## EXERCISE AIM
Count the lines in the entries below that contain the string "sprout", matching case exactly, and reply with only that number.

-- PROVIDED MATERIAL start --

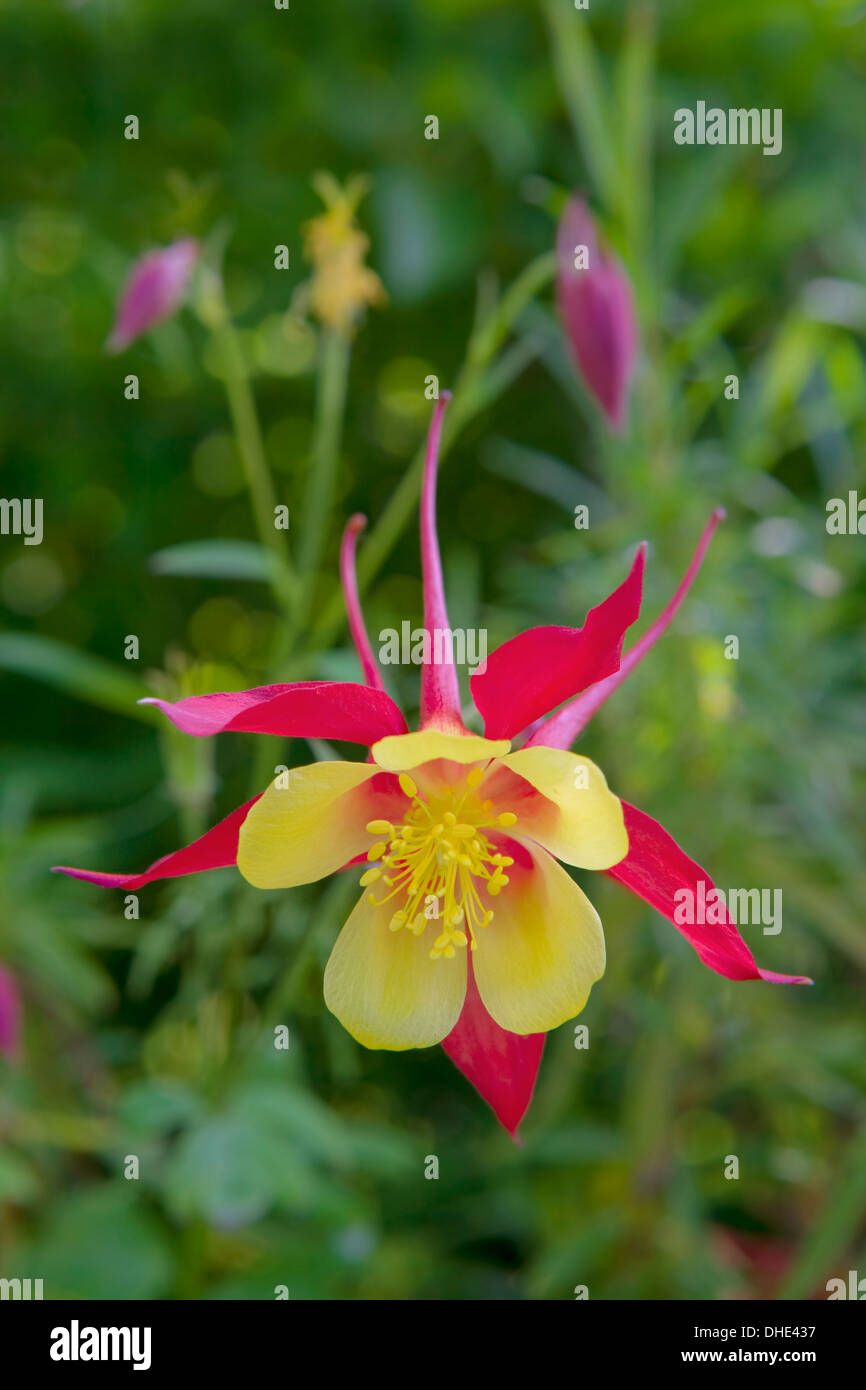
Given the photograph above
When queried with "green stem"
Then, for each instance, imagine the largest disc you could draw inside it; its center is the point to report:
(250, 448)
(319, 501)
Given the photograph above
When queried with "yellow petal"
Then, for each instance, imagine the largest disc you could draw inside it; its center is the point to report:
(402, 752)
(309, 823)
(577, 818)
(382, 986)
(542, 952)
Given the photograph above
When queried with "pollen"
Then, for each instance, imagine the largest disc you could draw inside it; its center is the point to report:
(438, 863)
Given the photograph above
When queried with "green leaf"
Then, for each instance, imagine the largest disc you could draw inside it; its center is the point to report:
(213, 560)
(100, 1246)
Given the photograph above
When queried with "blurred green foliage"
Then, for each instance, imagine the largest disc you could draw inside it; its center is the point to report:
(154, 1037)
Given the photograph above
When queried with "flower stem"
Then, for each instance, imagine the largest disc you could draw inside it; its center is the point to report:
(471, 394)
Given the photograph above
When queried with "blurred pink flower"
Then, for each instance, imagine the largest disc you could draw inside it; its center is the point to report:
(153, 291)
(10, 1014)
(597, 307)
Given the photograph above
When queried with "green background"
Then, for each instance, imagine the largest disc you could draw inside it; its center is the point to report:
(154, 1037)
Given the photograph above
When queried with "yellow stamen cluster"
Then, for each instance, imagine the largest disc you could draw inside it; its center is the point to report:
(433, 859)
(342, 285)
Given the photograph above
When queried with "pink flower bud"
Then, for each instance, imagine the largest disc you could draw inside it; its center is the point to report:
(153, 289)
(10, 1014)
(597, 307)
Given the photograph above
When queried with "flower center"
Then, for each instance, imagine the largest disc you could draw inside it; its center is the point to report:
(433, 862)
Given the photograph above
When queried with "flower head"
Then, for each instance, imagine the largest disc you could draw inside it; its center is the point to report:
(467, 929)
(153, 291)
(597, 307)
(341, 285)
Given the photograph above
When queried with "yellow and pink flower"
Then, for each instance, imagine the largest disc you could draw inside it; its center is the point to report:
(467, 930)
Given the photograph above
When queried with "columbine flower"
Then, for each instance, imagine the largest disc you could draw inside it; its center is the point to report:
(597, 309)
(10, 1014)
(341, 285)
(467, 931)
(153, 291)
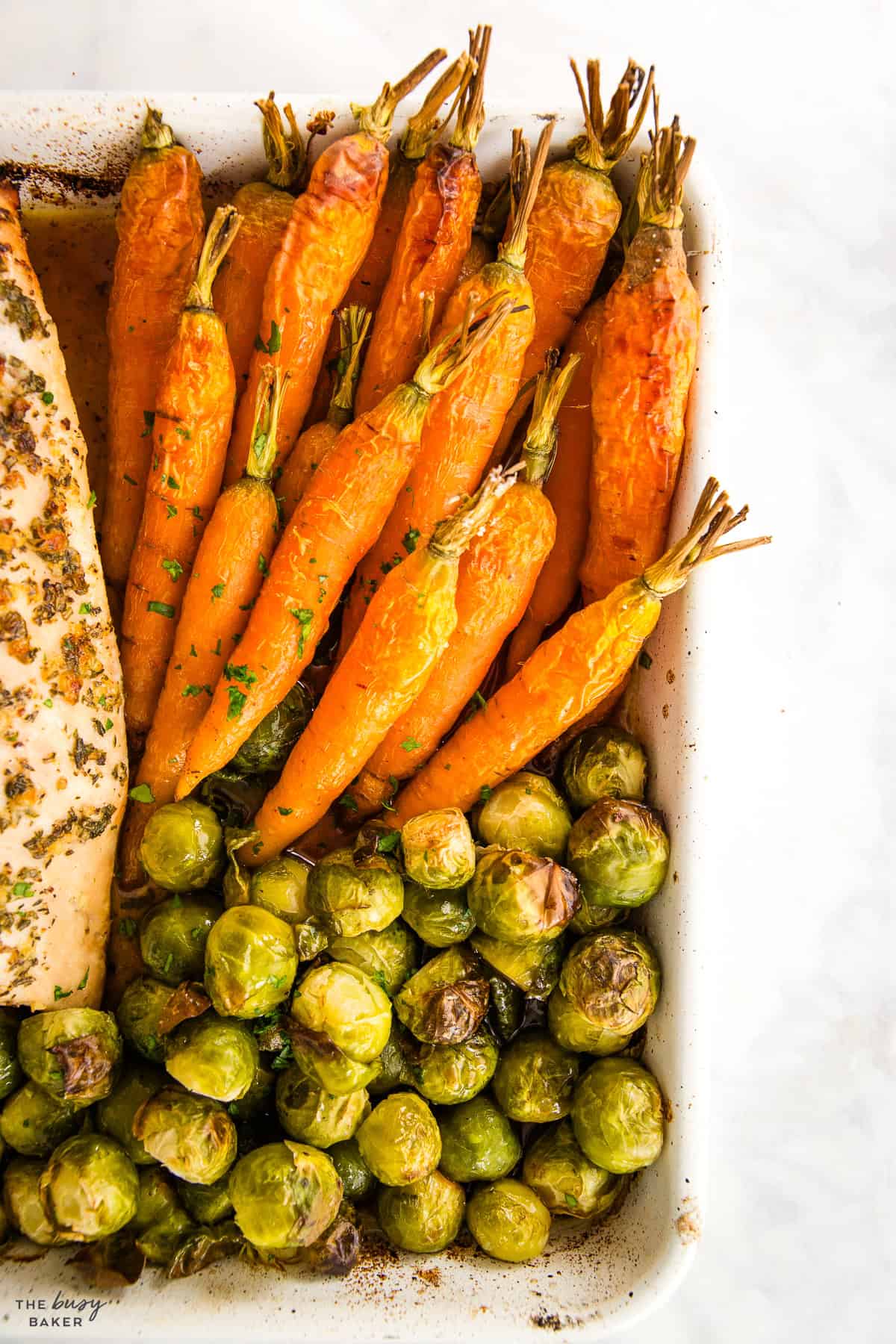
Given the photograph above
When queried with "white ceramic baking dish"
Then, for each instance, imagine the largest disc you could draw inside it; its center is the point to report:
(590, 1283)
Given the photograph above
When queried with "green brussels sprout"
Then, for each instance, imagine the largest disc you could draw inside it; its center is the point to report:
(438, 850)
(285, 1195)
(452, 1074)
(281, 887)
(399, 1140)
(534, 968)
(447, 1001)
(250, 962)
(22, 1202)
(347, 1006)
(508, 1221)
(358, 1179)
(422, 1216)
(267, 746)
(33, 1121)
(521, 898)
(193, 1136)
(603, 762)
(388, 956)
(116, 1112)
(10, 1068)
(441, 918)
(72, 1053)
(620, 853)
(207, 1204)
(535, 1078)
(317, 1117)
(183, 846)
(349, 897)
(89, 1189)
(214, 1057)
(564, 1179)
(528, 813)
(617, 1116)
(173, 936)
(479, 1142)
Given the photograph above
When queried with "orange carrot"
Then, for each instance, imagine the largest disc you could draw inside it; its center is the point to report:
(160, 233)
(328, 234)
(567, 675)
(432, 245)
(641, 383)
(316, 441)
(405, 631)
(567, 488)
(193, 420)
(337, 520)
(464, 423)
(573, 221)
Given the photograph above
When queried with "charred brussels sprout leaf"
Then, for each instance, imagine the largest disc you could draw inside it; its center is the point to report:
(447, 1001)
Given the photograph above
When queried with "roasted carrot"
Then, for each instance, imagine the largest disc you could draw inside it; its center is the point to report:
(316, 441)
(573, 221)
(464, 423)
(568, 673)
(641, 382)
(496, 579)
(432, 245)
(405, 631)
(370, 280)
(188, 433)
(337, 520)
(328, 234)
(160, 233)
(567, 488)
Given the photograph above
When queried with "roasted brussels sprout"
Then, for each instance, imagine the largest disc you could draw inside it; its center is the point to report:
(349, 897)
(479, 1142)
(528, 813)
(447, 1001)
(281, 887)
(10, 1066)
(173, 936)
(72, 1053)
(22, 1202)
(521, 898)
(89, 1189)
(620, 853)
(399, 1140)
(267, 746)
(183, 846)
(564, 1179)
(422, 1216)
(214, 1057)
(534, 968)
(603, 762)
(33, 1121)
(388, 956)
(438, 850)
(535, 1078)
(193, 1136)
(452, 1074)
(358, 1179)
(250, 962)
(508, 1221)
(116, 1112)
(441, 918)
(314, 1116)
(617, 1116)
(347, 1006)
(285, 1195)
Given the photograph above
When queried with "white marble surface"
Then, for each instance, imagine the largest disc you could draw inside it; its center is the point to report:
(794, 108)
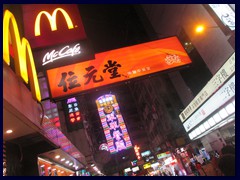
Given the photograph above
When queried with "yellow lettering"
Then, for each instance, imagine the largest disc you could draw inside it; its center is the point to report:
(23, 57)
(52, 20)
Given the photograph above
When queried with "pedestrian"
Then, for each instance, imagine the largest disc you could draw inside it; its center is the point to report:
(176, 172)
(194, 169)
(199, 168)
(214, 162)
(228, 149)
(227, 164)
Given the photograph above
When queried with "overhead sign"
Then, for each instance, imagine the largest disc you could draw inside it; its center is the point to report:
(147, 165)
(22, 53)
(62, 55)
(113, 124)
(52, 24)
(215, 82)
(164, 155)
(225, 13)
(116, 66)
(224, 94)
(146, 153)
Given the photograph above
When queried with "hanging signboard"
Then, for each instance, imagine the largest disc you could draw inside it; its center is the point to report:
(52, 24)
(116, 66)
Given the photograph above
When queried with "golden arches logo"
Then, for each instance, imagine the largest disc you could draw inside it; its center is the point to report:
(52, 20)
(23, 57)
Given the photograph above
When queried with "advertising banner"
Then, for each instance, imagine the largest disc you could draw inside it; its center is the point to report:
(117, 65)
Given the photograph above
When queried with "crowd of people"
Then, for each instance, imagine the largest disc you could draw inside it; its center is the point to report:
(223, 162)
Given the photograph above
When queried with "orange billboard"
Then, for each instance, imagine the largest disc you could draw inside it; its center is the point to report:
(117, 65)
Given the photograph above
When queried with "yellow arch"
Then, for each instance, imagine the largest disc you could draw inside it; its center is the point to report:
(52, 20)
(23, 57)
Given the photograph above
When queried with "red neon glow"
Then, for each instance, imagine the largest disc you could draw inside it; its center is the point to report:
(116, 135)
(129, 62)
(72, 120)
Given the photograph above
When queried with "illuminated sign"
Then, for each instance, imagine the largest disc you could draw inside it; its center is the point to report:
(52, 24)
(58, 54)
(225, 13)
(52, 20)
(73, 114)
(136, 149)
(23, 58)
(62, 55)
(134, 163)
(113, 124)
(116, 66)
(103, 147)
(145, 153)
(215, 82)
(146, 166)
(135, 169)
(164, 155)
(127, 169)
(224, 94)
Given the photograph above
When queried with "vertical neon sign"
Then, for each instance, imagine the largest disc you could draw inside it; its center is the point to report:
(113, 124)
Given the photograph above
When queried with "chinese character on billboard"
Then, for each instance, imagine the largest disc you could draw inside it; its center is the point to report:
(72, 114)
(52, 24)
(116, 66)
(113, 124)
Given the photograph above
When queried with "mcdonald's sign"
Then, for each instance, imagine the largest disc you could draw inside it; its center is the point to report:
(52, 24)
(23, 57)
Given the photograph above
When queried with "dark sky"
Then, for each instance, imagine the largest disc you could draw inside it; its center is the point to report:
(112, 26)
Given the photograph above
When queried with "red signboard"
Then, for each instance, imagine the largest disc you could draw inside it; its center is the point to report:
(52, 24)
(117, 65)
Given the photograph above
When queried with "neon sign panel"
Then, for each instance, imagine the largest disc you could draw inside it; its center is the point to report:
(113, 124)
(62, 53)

-- PROVIDED MATERIAL end --

## COMPLETE OUTPUT
3